## Extracted information
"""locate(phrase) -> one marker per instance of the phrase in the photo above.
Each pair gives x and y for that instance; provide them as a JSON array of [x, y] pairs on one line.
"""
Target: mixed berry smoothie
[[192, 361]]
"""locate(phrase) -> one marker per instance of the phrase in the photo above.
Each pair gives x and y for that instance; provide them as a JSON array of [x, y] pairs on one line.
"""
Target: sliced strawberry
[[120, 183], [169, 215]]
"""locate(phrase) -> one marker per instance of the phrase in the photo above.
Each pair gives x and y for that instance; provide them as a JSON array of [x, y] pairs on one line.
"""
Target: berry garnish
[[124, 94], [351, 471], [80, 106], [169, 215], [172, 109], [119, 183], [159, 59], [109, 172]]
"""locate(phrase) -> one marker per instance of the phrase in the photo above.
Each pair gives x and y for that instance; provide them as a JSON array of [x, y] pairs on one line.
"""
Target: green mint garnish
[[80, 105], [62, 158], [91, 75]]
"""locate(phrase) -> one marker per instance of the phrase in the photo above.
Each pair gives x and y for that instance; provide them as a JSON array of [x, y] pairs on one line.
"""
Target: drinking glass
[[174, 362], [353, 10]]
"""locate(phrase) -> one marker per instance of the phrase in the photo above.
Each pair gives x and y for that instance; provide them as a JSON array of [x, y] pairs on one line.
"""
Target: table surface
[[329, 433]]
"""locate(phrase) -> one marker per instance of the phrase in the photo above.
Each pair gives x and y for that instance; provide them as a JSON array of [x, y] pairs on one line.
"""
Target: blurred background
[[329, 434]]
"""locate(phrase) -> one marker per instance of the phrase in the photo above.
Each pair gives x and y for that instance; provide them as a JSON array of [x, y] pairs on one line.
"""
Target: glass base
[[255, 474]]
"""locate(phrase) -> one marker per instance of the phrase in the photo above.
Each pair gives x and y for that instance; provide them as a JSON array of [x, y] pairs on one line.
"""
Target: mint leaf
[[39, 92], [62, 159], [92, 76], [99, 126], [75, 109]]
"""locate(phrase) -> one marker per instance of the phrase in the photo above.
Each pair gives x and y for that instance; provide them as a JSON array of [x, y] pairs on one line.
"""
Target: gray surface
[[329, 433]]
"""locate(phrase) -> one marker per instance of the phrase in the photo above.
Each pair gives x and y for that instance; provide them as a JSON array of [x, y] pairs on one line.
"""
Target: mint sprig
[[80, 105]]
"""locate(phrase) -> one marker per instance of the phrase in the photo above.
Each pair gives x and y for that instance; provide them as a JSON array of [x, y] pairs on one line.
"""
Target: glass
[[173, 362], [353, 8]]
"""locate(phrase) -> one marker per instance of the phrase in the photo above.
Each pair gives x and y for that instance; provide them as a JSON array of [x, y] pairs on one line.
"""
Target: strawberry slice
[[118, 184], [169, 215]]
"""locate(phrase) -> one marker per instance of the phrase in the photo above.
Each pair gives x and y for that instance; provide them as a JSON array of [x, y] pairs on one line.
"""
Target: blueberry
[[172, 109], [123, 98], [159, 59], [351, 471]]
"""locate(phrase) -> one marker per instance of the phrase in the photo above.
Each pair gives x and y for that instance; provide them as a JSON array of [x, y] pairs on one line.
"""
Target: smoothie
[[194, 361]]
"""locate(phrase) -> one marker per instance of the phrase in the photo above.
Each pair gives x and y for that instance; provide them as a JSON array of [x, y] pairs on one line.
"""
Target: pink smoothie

## Work to be completed
Retype every record above exactly as written.

## Output
"""locate(phrase) -> one marker per instance of the phrase in the photo above.
Each pair gives x and y for that instance; provide them as a JSON array of [x, y] pairs on one line.
"""
Target: mixed berry smoothie
[[192, 361]]
"""locate(phrase) -> one marker per instance of the phrase in the photo above.
Each pair gives x and y for that instance; provide them as a JSON array of [x, y] pairs on one line.
"""
Target: sliced strawberry
[[120, 183], [169, 215]]
"""locate(phrase) -> one marker per instance of the phrase in the photo above.
Each pair gives x and y for that instance; provide them as a JSON array of [x, y] pairs on one line.
"""
Target: berry garnish
[[124, 94], [351, 471], [80, 106], [169, 215], [172, 109], [119, 183], [159, 59], [109, 172]]
"""locate(phrase) -> one marker per instance of the phrase in the photo above.
Each pair gives x and y for that instance; provide them as a JSON array of [x, y] pairs on one line.
"""
Target: green mint garnish
[[80, 105], [62, 158], [91, 75]]
"""locate(phrase) -> one marker per instance of the phrase in the photo above.
Each pair gives x and y for that instance; provide them as a JSON array of [x, y] pairs on one line.
"""
Target: drinking glass
[[174, 362], [353, 10]]
"""locate(phrase) -> one marker per instance of the phrase in the photo above.
Each pair gives x and y for that instance; provide them as a JSON array of [x, y] pairs on one line.
"""
Target: table surface
[[329, 433]]
"""locate(phrase) -> one marker per instance of the phrase in the photo above.
Each pair gives x and y for that instance; provide them as a JSON array of [x, y] pairs on one line.
"""
Target: blurred background
[[329, 434]]
"""locate(phrase) -> one marker per instance of the phrase in the photo above.
Each pair gives x and y for that instance; provide them as a JSON array of [x, y] pairs on one line.
"""
Target: glass base
[[255, 474]]
"""locate(phrase) -> one marker per instance of the phrase in the photo above.
Each pair gives x and y for that instance; provide them as a JSON array of [x, y] pairs on one line.
"""
Target: mint leaf
[[39, 92], [62, 159], [92, 76], [99, 126], [75, 109]]
"""locate(phrase) -> one marker per instance of the phrase in the photo above.
Each pair gives x and y for that instance; provide them as a JSON array of [x, y] pairs on one line.
"""
Target: gray surface
[[329, 433]]
"""locate(phrase) -> one marker per instance of the phrase in the photo above.
Each pair gives x and y for that instance; provide them as a JSON array of [x, y] pairs on one line.
"""
Target: mint sprig
[[80, 105]]
"""locate(phrase) -> one marker per instance of the phrase in the photo above.
Each pair gives x and y for that instance; provide them as a JSON array of [x, y] pairs on one line.
"""
Target: glass
[[173, 362], [353, 8]]
"""locate(phrase) -> one marker per instance of the phrase in the photo above.
Each pair gives x and y for that instance; provide them as a JSON array of [x, y] pairs on one line.
"""
Target: strawberry slice
[[118, 184], [169, 215]]
"""locate(phrase) -> one marker per instance of the phrase in the photo above.
Each pair gives x and y for that instance; provide them as a JSON array of [x, y] pairs on one line.
"""
Target: blueberry
[[172, 109], [123, 98], [159, 59], [351, 471]]
"""locate(phrase) -> one marker per instance of the phrase in the photo above.
Each pair gives x and y for that instance; provide them as a JSON array of [x, y] pairs on one line.
"""
Target: smoothie
[[194, 361]]
"""locate(phrase) -> one marker per instance of the phrase in the photo above.
Each pair gives x and y for that instance; provide them as a JSON array of [x, y] pairs on one line.
"""
Target: pink smoothie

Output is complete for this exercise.